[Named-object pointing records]
--*--
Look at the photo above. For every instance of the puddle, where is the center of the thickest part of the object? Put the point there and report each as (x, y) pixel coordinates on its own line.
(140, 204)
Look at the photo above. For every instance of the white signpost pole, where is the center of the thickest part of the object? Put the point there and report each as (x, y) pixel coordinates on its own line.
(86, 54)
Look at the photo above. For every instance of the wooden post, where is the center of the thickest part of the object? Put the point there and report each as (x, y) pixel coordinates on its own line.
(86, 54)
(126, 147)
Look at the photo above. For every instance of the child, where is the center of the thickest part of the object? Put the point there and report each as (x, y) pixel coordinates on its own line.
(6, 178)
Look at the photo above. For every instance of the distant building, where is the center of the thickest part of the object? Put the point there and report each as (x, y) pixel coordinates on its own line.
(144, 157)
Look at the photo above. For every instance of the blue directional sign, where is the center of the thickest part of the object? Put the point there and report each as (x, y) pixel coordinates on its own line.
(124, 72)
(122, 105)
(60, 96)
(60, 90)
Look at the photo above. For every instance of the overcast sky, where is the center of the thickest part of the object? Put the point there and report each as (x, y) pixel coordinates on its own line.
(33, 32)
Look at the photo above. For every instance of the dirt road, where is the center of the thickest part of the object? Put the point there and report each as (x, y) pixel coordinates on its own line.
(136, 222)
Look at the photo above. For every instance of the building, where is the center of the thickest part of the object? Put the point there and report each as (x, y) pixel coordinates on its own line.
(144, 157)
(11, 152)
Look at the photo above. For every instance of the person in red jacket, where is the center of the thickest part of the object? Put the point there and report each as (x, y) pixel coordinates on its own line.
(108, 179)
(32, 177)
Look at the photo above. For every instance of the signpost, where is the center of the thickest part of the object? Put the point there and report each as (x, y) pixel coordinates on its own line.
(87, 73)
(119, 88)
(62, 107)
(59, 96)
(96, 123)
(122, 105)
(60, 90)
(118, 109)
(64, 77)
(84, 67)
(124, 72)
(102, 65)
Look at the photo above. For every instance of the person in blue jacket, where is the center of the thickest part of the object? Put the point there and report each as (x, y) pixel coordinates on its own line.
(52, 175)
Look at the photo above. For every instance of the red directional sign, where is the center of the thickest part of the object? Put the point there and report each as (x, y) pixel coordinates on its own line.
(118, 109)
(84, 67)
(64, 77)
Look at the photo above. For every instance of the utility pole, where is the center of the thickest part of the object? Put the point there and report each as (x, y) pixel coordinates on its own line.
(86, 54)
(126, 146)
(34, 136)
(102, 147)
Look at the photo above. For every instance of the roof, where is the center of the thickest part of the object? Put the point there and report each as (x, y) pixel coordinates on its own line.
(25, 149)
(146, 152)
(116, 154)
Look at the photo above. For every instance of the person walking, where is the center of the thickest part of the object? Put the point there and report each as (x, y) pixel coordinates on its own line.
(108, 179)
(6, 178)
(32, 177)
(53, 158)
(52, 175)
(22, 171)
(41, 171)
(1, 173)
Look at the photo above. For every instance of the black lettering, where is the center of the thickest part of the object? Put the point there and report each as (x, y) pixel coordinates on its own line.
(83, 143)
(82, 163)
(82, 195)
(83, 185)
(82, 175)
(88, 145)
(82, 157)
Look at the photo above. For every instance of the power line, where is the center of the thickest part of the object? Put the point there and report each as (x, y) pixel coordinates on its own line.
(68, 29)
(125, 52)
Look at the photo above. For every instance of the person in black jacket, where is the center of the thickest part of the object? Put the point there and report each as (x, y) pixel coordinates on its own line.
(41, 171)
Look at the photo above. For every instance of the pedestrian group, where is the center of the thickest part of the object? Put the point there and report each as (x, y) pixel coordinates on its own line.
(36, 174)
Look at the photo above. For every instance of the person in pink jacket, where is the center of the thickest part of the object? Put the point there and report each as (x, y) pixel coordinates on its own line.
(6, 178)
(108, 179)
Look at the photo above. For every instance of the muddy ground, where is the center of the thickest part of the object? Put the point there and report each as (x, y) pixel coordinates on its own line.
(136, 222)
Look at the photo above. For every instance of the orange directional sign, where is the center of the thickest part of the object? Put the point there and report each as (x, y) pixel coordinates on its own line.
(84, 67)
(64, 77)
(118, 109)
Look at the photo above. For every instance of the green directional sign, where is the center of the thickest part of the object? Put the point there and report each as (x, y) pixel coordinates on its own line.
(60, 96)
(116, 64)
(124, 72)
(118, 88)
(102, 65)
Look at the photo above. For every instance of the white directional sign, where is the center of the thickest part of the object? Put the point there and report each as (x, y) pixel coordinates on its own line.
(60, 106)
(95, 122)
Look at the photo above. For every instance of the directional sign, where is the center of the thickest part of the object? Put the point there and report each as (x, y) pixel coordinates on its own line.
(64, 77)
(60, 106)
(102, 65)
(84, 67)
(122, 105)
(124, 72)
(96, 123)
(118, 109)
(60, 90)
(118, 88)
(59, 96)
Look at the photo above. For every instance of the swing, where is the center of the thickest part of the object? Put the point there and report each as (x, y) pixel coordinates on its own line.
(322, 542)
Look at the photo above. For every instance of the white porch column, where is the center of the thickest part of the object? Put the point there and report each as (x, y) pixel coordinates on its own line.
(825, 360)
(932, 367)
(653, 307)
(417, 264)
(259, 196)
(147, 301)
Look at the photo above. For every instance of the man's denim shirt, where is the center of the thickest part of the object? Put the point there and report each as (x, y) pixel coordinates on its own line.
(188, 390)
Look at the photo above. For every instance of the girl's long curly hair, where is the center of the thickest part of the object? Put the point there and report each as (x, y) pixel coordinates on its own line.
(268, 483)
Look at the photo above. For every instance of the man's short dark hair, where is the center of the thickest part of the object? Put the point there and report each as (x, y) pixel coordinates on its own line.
--*--
# What the exercise asks:
Please copy out word for word everything from the line containing "Look at the photo above. For every instance of the girl's" down to the last line of the records above.

# Answer for this exercise:
Look at the photo above. For every instance of the girl's long curly hair, where is the center of the thickest part of the object? Put the point there and report each as (x, y) pixel coordinates on its own line.
(268, 483)
Look at the photo above. For every instance of the man's short dark hair, where is the center of the thickest part of the object? Put the point there and report each as (x, y) pixel coordinates on its own line.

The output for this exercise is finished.